§ **Task statement**:
Only the final stretch of the data is wanted: reproduce the line containing "Target: glossy plate surface" and each line after it, exactly.

§ **Raw data**:
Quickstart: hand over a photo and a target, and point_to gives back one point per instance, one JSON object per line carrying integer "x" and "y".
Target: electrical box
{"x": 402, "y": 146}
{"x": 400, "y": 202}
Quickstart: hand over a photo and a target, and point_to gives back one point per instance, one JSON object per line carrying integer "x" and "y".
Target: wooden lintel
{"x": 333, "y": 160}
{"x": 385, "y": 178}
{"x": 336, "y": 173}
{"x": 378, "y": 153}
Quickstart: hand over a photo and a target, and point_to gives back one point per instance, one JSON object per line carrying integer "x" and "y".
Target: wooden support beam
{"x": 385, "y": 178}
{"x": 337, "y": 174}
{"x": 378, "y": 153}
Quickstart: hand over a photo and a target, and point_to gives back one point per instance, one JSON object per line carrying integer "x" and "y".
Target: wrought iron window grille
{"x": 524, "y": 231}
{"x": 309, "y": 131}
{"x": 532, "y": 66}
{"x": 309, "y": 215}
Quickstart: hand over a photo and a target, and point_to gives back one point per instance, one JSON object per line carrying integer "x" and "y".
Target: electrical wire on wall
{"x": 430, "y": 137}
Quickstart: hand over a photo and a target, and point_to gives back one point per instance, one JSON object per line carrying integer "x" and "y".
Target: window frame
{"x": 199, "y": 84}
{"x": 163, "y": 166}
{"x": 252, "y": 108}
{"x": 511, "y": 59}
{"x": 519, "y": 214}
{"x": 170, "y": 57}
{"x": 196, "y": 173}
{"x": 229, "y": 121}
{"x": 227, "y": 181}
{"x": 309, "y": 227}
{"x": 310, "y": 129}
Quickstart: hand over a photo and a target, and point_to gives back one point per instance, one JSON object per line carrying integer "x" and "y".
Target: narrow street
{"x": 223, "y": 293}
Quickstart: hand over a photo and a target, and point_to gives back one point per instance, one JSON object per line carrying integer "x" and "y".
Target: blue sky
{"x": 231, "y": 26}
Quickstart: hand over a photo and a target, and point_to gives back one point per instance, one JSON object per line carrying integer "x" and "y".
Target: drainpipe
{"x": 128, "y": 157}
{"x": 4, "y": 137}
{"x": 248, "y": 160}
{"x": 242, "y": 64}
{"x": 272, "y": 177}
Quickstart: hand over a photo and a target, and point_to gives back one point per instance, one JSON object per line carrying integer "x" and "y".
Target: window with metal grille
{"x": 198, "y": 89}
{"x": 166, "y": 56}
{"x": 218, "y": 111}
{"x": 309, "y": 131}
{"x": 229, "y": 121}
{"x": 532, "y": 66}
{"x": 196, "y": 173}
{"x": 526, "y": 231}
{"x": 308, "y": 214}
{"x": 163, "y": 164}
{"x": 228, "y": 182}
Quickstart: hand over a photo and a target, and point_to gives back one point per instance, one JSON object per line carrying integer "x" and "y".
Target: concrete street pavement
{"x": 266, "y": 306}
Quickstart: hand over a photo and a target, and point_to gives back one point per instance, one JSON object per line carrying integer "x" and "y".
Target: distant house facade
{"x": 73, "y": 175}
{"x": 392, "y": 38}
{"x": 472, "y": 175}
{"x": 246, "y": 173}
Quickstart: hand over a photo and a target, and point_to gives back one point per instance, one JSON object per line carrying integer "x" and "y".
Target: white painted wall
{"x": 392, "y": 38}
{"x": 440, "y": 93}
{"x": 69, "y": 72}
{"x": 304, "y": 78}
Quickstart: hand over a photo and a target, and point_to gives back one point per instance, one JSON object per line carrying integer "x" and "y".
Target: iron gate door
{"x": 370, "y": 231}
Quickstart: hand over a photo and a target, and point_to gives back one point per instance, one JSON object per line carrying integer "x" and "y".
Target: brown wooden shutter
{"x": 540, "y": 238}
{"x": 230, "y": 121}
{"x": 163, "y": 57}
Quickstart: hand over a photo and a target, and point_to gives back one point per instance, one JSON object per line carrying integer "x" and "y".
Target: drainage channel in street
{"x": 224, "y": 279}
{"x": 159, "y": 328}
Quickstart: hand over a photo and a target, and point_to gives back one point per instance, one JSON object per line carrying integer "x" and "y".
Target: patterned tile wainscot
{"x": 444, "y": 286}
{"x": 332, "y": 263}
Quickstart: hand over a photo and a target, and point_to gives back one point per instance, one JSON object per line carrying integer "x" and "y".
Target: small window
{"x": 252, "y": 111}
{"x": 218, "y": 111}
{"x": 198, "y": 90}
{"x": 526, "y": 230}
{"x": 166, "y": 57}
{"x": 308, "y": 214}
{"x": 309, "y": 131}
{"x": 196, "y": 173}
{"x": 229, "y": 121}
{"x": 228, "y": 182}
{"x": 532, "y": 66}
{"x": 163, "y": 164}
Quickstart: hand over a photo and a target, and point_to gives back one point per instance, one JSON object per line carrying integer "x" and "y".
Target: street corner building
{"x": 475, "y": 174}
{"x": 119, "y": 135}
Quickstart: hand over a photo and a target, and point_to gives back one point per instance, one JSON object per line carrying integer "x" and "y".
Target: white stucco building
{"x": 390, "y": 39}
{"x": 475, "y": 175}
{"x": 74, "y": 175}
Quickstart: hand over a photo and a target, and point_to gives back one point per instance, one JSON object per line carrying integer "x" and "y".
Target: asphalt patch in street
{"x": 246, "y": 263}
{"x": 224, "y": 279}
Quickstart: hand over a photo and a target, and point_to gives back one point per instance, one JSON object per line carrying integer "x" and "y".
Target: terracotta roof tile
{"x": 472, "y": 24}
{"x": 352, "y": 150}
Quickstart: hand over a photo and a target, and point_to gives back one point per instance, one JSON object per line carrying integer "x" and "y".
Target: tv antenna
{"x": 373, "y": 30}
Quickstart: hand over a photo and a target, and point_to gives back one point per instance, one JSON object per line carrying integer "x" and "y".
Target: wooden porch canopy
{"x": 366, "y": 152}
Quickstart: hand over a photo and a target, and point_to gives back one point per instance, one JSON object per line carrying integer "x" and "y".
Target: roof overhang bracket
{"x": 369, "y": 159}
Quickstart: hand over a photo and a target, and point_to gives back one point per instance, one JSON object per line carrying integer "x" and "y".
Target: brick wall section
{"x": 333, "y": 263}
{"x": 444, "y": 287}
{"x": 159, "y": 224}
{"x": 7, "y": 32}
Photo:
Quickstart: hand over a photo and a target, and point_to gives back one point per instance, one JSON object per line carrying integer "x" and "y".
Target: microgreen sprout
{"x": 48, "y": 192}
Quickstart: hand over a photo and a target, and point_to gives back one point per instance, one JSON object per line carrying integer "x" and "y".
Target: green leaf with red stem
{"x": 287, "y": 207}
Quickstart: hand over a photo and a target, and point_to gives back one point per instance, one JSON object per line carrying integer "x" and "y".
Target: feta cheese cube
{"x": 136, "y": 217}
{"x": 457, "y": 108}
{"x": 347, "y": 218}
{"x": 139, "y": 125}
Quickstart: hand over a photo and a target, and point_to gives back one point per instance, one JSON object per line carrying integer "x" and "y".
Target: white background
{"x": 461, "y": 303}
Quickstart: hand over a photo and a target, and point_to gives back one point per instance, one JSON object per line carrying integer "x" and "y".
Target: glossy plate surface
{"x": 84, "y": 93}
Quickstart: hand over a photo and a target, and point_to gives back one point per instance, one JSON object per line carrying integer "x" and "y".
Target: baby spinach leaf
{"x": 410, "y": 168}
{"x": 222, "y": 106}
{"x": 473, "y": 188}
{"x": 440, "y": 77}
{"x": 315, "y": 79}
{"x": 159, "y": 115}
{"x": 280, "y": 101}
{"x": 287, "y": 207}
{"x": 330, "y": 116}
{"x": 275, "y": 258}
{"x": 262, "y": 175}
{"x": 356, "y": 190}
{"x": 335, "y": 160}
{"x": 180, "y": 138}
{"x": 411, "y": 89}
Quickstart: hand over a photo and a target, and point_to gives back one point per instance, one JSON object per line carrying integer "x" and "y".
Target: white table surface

§ **Solved problem**:
Target: glossy plate surface
{"x": 84, "y": 93}
Quickstart: hand over a photo and a target, and point_to gives back one point per instance, one JSON object per line carrying integer "x" and "y".
Target: baby spinach leaf
{"x": 410, "y": 168}
{"x": 222, "y": 106}
{"x": 473, "y": 188}
{"x": 440, "y": 77}
{"x": 315, "y": 79}
{"x": 159, "y": 115}
{"x": 280, "y": 101}
{"x": 287, "y": 207}
{"x": 330, "y": 116}
{"x": 275, "y": 258}
{"x": 262, "y": 175}
{"x": 356, "y": 190}
{"x": 335, "y": 160}
{"x": 180, "y": 138}
{"x": 411, "y": 89}
Quickstart: hand over a photo and a target, and point_to gives back one point per instance, one JSON object per line carrying integer "x" and "y".
Target: white table surface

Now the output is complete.